> **GIVEN PROBLEM**:
Leave the pictures out and print every record below exactly as it stands.

BEGIN DATA

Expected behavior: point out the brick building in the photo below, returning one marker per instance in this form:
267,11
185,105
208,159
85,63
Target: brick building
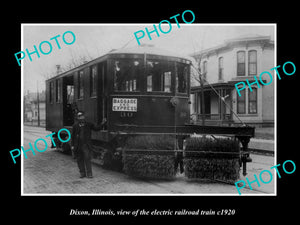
225,65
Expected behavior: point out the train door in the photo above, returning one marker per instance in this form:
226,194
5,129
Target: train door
102,94
68,100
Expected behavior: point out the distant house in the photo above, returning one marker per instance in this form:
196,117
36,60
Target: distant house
31,109
225,65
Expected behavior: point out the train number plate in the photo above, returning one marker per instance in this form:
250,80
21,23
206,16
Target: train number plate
124,104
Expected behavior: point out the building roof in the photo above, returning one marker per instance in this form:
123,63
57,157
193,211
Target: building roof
244,39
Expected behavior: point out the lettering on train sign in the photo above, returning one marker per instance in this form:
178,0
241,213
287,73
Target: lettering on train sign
124,104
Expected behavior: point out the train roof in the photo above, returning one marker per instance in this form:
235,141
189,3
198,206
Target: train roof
139,50
149,50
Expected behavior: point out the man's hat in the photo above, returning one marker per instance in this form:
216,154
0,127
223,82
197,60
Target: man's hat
80,113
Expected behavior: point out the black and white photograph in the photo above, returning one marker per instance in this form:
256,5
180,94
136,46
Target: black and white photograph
158,115
132,115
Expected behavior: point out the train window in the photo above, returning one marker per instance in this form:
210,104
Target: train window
159,76
93,82
181,78
126,74
51,92
80,84
58,91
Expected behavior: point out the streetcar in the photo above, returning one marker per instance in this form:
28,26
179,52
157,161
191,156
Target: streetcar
142,90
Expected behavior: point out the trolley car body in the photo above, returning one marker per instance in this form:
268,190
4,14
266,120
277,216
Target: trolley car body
142,90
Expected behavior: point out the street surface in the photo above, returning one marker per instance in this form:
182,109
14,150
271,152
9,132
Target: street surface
52,172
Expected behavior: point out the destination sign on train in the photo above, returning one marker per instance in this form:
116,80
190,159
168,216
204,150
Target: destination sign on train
124,104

END DATA

> **SOLUTION TO THIS PROBLEM**:
Expected behavior: point out the brick building in the photo below, returning one marker per instance in this form:
267,11
185,105
208,159
85,63
Target: brick building
225,65
Expected behavior: point out the train door in the photo above, returning one marker per instance in this form:
226,194
5,129
Target: train door
102,94
68,100
Expected behavior: point out the distant house in the photo above, returning one marker per instance in this form:
196,117
36,60
Target: distant house
31,109
225,65
Expected behavior: point out the train number plate in the photo above, returning one marker per instance in this form:
250,80
21,23
206,16
Target: train number plate
124,104
Expected behavior: point out the building roof in the photo above, returning one marker per instance in this form:
123,63
57,157
193,211
Target: building roof
244,39
Expected behavior: point out the lettering on train sign in the photo above, returning one marker per instance in this form:
178,0
241,213
287,73
Target: lettering on train sign
124,104
Expected behavior: point out the train roof in the photo above, returning one marker per instance in this form:
235,141
189,3
198,206
Target: train roof
139,50
149,50
Expected behavior: point out the man's hat in the photo above, returning one marker per instance in this form:
216,154
0,127
223,82
197,60
Target: man's hat
80,113
Expected behavior: point out the black and white photograph in the photo above, returning one marker per instance in this form:
256,5
180,94
136,46
Target: black and white photograph
158,115
132,115
Expected behavior: point out the train window in the photo above, returning one marker per instance in this form:
210,104
Target: train window
159,76
93,82
181,78
126,74
51,92
80,84
58,91
Expected behavior: point out the streetcar in the photo above, returning one marker per instance in this form:
28,26
179,52
157,161
191,156
Target: streetcar
142,90
Expected behavior: point out the trolley car body in the photo above, returning one marker per instance in this form:
268,190
4,14
266,120
277,216
Target: trolley car body
142,90
Expected behavior: point out the street surface in the photo above, returning one marker per instance in this form:
182,109
14,150
271,152
9,132
Target: street surface
52,172
Expected behavior: point out the destination sign on train in the photo above, returning one marker per instance in this form:
116,80
190,159
168,216
204,150
Target: destination sign on train
124,104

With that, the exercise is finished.